What is required: Beginning at the line with "Find the farmhouse", output each line to the end of the listing below exactly, please.

* Begin *

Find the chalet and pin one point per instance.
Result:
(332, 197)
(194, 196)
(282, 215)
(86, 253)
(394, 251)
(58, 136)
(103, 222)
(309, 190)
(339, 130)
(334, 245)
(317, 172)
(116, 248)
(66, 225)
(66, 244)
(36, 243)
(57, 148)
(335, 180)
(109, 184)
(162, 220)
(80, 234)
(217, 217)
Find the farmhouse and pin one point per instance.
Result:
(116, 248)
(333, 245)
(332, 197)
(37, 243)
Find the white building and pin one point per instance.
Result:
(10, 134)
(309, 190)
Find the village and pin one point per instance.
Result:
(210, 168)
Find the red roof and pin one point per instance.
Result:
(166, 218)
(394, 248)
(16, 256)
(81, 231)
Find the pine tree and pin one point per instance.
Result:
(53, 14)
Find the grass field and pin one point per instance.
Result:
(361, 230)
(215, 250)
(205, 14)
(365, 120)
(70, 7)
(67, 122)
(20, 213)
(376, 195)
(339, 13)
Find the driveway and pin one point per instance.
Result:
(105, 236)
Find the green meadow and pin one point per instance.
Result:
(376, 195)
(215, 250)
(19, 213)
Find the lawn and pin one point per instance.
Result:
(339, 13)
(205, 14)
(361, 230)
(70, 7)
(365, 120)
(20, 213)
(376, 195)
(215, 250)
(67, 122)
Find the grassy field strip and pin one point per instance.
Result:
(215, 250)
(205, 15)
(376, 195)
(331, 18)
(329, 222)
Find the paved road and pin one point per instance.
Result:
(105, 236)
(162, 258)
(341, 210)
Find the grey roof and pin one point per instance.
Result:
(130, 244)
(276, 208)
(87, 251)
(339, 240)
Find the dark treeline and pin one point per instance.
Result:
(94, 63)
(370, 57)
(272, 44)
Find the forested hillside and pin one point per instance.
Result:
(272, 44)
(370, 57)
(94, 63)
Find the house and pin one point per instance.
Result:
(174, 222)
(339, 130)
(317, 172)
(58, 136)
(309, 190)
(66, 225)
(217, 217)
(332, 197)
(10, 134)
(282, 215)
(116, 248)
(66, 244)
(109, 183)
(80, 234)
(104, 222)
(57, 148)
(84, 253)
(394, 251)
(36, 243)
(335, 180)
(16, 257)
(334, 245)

* End *

Written reply:
Find the farmhouse and pin one point per instance.
Result:
(116, 248)
(333, 245)
(332, 197)
(37, 243)
Find the white building and pin one point per instance.
Result:
(10, 134)
(309, 190)
Find the village and pin one point per instance.
Result:
(210, 168)
Find the red roof and pin one point per instance.
Result:
(166, 218)
(394, 248)
(16, 256)
(81, 231)
Find the pine tree and pin one point per instance.
Result:
(53, 14)
Find the grass field and pin one point per instance.
Result:
(361, 230)
(215, 250)
(205, 14)
(365, 120)
(70, 7)
(67, 122)
(20, 213)
(376, 195)
(339, 13)
Find the driveway and pin one point per instance.
Result:
(105, 236)
Find the green meadow and pin one point per instance.
Result:
(376, 195)
(215, 250)
(19, 213)
Find the lawn and pin one point per instance.
Result:
(339, 13)
(205, 14)
(361, 230)
(70, 7)
(365, 120)
(20, 213)
(376, 195)
(215, 250)
(67, 122)
Find the grassy field strip and pin one point per instance.
Result:
(215, 250)
(205, 15)
(376, 195)
(331, 18)
(329, 222)
Find the paved road and pin one point per instance.
Result:
(105, 236)
(162, 258)
(341, 210)
Find the grey roof and pin one point per instance.
Result:
(130, 244)
(276, 208)
(87, 251)
(339, 240)
Find the dark treeline and pin one point per instance.
Result:
(94, 63)
(370, 57)
(272, 44)
Find the forested hillside and pin one point per instance.
Result:
(272, 44)
(370, 57)
(94, 63)
Find the house and pin one point per instance.
Result:
(174, 222)
(339, 130)
(317, 172)
(58, 136)
(309, 190)
(66, 225)
(217, 217)
(332, 197)
(10, 134)
(282, 215)
(116, 248)
(66, 244)
(109, 183)
(80, 234)
(104, 222)
(57, 148)
(84, 253)
(394, 251)
(36, 243)
(335, 180)
(16, 257)
(334, 245)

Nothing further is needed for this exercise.